Although the media often portrays violence in the United
States as spinning out of control, in actuality, rates of
violence have been steadily decreasing over the past several
years. The primary means of decreasing violence should be
to reduce the number of guns. There are 250 million guns in
the United States, and this number is a major public health
issue. Secondary preventive measures should focus on decreasing
media violence. Repeated exposure to media violence leads
to increasing comfort with violence as a means of conflict
resolution. Corporal punishment should also be substantially
reduced. Almost all criminals sentenced to death have been
abused physically, sexually, and/or emotionally.
Treatment
Richard P. Kluft, MD,[1] reviewed the broad range
of treatment options and the difficulties in treating victims
of traumatic violence. Some individuals may get worse with
attempts to recover further details of a traumatic event.
Supportive therapy is advisable in these individuals. Visualization
and imagery interventions may be helpful. Dissociative symptoms
and disorders require specific treatments and therefore must
be accurately diagnosed. A stage-oriented model that has been
most recently advocated by Judith Herman[3
appears to be particularly suitable. The first stage is
safety, followed by remembrance, and finally reconnection.
The grieving process is often central to successful psychological
intervention.
Memory of the event is often the critical factor in analyzing
the impact of the event and determining a suitable course.
Memory is frequently fragmentary, however, and is experienced
only as sensory perceptions. Subsequent life experiences may
alter memory of the event. This makes accurate reporting of
the event difficult. The validity of recovered memories has
come under increasing scrutiny because of the possibility
of false accusations. In one study, the rate of documented
trauma was approximately 74% in both recovered as well as
always-remembered memories. It should not be assumed that
recovered memories never occurred or that always-remembered
memories actually took place.
There has been controversy regarding how early after the
event the psychotherapeutic process should begin. It is important,
however, to relieve the acute distress of the patient to cement
the therapeutic bond and allow the patient to function effectively.
Firm boundaries should be maintained in a supportive environment,
especially in light of the current medico-legal environment.

Dataset records.
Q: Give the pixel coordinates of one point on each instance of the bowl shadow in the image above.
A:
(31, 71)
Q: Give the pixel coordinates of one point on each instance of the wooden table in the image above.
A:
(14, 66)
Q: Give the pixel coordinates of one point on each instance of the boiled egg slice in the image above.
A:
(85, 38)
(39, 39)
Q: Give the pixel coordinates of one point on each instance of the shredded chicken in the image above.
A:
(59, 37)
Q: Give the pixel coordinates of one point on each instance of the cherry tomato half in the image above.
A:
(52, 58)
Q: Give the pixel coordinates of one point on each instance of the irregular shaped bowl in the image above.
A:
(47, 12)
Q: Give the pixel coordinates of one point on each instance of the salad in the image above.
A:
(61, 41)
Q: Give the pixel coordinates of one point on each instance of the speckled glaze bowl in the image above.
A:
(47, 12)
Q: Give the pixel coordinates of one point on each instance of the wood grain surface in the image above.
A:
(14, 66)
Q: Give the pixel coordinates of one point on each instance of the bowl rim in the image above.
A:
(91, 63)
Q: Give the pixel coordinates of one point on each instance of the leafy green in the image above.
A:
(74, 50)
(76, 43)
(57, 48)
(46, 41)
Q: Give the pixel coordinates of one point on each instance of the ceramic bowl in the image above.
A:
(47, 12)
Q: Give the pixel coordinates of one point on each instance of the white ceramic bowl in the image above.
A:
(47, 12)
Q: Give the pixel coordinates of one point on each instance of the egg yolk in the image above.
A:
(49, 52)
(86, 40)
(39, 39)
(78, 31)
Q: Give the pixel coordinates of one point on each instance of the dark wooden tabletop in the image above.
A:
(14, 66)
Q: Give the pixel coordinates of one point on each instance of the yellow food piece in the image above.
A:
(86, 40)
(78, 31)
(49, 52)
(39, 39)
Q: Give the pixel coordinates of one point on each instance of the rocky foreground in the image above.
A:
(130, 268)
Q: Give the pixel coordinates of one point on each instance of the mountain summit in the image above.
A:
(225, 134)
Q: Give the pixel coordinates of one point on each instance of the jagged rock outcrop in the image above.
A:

Questions to answer.
**A.** In the passage on violence and trauma treatment, why must dissociative symptoms and disorders be accurately diagnosed?
**B.** Continue the passage on violence and trauma treatment from its final sentence.

Answers to this exercise.
**A.** Dissociative symptoms and disorders require specific treatments, so they must be accurately diagnosed.

**B.**
Cultural differences between the patient and client should
be understood as much as possible. This will minimize the
possibility of misdiagnosing conditions and will help in the
initiation of appropriate treatment.
Psychopharmacologic interventions often involve a number
of different types of agents that affect a variety of neurotransmitter
systems. Both the serotonergic as well as the noradrenergic
system have been implicated in the etiology of PTSD. Medications
tend to be much more effective at treating symptoms of hyperarousal,
mood, and sleep difficulties. They are considerably less effective
in treating symptoms of numbing and withdrawal.
Summary and Conclusion
Traumatic and violent experiences are very common and often
result in substantial negative consequences for the victim,
perpetrator, and society. The victim frequently suffers for
years after the acute event, and the psychological, physical,
and social sequelae may never be fully resolved. Accurate
diagnosis and subsequent vigorous treatment is required to
help resolve some of the symptoms in the individual and help
other individuals in the patient's social network. Preventive
public measures are required to deal with this serious public
health problem.
References
1.
Bell CC, Fink PJ, Berg AZ, et al. Psychiatric perspectives
on violence. Program and abstracts from the 153 rd Annual
American Psychiatric Association Meeting, May 13-18, 2000;
Chicago, Illinois. Forum 1.
2.
Bell CC, ed. American Psychiatric Association Task Force on
Violence. New Directions for Mental Health Services. Monograph
Number 86.
3.
Herman JL, Harvey MR. Adult memories of childhood trauma:
a naturalistic clinical study. J Trauma Stress. 1997;10:557-571.